** Begin **

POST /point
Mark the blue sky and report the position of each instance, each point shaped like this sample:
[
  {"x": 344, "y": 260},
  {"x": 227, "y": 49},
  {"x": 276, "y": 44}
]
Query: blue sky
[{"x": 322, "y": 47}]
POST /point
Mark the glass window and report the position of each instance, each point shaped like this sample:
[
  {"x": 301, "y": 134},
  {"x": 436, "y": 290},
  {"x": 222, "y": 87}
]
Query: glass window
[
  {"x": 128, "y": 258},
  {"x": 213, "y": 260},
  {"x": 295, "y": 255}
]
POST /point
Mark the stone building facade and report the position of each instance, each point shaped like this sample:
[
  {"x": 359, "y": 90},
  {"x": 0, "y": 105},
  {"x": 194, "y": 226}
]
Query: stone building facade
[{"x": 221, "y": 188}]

** End **

▸ **Problem description**: Copy out every entry above with each "instance" swapped for "occurrence" and nothing else altered.

▸ **Answer below**:
POST /point
Mark the blue sky and report the position of each occurrence, each point shaped like this sample:
[
  {"x": 344, "y": 260},
  {"x": 227, "y": 49},
  {"x": 276, "y": 44}
]
Query: blue sky
[{"x": 322, "y": 47}]
POST /point
Mark the glass window and report the position of each occurrence, each point shaped like this sample:
[
  {"x": 301, "y": 134},
  {"x": 436, "y": 290},
  {"x": 222, "y": 87}
]
Query: glass window
[
  {"x": 128, "y": 258},
  {"x": 213, "y": 260},
  {"x": 295, "y": 255}
]
POST /point
Mark the stone building facade and report the position of each occurrence, each point shaped like this sample:
[
  {"x": 359, "y": 90},
  {"x": 0, "y": 105},
  {"x": 194, "y": 226}
]
Query: stone building facade
[{"x": 221, "y": 188}]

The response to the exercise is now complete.